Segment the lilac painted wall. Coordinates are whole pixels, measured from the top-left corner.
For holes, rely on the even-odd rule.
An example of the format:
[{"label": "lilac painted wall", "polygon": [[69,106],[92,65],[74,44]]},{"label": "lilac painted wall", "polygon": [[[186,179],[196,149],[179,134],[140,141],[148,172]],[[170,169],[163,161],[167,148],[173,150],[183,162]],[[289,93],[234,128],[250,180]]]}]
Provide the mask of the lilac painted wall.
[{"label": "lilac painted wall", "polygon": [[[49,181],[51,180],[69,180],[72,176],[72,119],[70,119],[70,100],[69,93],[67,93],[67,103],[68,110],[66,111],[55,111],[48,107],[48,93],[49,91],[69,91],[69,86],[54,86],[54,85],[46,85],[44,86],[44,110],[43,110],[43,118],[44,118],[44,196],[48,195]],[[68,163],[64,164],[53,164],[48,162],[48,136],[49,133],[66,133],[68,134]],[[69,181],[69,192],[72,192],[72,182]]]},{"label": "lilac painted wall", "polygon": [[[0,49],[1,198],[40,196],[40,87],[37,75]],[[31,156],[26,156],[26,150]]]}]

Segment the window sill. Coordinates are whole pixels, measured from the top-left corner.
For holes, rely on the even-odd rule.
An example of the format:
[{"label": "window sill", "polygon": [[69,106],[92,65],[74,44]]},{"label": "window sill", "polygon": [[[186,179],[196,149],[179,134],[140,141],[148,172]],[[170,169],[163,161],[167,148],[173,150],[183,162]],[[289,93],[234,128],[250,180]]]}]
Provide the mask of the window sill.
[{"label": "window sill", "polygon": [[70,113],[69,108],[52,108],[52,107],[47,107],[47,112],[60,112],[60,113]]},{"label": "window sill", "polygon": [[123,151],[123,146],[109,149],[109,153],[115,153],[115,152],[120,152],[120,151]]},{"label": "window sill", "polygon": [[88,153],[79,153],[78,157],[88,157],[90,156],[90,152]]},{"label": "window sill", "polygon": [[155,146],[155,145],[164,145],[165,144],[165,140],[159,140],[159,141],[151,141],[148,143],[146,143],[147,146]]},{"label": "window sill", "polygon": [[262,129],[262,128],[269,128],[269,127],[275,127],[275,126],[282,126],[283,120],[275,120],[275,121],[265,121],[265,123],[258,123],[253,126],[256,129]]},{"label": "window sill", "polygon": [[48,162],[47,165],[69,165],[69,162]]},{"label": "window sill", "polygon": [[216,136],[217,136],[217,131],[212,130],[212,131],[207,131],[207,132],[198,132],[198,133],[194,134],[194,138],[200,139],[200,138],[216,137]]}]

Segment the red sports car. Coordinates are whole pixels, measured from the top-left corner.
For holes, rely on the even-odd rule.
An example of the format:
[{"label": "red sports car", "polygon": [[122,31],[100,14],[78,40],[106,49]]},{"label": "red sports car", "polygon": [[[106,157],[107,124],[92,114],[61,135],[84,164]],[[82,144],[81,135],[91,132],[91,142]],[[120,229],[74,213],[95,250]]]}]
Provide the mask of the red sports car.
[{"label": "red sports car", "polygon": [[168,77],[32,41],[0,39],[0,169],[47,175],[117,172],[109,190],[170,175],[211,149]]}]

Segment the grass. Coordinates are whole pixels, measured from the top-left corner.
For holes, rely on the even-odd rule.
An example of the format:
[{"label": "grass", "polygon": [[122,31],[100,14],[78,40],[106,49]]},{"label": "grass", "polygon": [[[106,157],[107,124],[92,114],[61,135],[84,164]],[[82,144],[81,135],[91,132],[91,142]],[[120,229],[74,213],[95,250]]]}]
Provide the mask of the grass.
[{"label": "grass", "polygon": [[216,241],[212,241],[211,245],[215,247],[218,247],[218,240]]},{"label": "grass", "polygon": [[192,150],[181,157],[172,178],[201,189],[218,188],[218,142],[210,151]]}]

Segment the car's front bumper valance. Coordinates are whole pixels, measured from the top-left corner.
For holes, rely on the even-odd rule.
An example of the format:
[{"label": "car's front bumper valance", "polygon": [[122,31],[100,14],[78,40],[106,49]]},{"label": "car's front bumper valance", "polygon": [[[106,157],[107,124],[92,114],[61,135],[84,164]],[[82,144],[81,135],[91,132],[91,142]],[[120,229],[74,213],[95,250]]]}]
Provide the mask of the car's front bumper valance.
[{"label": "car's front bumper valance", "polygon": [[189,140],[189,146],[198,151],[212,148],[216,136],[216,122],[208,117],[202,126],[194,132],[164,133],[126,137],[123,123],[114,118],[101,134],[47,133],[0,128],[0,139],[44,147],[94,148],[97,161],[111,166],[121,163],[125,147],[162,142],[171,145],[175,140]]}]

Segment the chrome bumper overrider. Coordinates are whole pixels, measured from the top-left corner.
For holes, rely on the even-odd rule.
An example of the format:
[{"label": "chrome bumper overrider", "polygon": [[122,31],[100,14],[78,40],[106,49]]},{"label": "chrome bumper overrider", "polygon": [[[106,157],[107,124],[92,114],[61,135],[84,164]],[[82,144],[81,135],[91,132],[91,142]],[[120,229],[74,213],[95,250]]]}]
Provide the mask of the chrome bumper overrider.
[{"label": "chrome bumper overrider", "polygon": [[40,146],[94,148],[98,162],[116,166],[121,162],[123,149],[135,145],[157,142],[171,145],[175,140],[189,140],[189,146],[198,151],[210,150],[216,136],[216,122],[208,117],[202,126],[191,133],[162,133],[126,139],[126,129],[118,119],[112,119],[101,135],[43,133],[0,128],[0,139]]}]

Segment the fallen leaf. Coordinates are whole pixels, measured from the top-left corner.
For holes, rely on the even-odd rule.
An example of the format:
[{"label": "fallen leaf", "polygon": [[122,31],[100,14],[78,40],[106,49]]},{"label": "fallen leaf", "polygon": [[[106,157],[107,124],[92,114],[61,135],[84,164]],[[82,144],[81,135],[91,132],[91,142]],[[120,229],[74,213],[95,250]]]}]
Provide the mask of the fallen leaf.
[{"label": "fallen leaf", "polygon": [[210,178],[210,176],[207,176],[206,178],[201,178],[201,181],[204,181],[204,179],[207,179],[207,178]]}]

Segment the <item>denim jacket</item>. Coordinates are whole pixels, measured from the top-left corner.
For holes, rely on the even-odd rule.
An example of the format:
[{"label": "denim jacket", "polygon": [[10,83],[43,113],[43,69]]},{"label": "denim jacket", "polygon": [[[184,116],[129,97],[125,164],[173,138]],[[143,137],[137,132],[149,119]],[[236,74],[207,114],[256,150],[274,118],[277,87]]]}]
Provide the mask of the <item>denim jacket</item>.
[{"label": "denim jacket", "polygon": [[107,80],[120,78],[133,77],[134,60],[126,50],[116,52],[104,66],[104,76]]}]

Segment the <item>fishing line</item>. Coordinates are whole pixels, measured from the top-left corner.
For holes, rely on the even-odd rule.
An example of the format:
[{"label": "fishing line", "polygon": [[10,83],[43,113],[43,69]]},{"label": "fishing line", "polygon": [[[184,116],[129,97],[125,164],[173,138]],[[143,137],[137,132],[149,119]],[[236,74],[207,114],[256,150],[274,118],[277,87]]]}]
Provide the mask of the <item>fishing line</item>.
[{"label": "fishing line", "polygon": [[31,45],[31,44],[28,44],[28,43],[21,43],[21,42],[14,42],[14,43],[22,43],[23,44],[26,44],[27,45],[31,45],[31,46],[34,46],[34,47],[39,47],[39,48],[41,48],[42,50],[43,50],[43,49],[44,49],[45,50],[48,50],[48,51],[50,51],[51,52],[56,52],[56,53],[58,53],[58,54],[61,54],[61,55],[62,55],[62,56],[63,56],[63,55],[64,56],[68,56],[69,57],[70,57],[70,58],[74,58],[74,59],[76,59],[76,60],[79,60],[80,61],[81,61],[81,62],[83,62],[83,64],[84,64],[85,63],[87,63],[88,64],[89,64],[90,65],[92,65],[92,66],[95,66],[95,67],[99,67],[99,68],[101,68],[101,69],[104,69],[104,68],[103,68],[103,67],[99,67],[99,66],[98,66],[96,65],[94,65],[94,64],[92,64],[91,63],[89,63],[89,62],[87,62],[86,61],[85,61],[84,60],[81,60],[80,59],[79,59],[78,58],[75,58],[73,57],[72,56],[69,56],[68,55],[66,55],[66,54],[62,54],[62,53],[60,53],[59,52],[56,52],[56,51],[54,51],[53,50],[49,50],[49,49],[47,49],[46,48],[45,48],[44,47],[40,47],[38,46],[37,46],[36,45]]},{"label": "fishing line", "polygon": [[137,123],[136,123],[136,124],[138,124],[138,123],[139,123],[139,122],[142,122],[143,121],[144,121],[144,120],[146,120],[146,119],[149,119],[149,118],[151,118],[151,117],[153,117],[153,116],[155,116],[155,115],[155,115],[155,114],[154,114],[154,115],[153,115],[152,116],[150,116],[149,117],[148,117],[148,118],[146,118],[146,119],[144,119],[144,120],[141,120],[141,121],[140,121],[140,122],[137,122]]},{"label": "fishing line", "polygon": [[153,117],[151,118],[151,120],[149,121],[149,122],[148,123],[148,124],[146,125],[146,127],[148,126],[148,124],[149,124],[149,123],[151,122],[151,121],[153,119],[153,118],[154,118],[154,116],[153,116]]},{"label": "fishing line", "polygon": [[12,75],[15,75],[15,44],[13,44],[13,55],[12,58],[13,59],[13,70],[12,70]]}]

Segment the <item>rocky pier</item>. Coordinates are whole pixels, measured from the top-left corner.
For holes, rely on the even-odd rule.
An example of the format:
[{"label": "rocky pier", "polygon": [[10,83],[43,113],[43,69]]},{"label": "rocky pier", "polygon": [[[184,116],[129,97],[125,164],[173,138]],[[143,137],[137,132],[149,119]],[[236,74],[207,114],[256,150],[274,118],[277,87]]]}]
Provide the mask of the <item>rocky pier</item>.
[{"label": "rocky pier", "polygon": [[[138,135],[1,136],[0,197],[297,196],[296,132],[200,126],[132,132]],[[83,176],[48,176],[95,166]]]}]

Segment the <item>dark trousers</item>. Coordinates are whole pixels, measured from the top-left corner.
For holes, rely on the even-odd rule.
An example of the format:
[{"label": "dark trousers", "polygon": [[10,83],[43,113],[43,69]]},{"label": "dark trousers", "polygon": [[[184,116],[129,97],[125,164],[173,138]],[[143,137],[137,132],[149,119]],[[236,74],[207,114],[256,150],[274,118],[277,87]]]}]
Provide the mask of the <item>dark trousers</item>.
____________
[Task instructions]: Reproduce without changes the lines of the data above, starting with the line that contains "Segment the <item>dark" and going on through the last line of the data, both ends included.

[Worked answer]:
Segment the <item>dark trousers</item>. Coordinates are whole pixels, measured from the top-left corner.
For holes, rely on the even-odd rule.
An example of the format:
[{"label": "dark trousers", "polygon": [[10,83],[43,113],[43,69]]},{"label": "dark trousers", "polygon": [[[184,116],[129,97],[125,164],[173,138]],[[143,137],[137,132],[149,119]],[[236,74],[207,114],[256,150],[274,118],[277,87]]]}]
Provide the mask of the <item>dark trousers</item>.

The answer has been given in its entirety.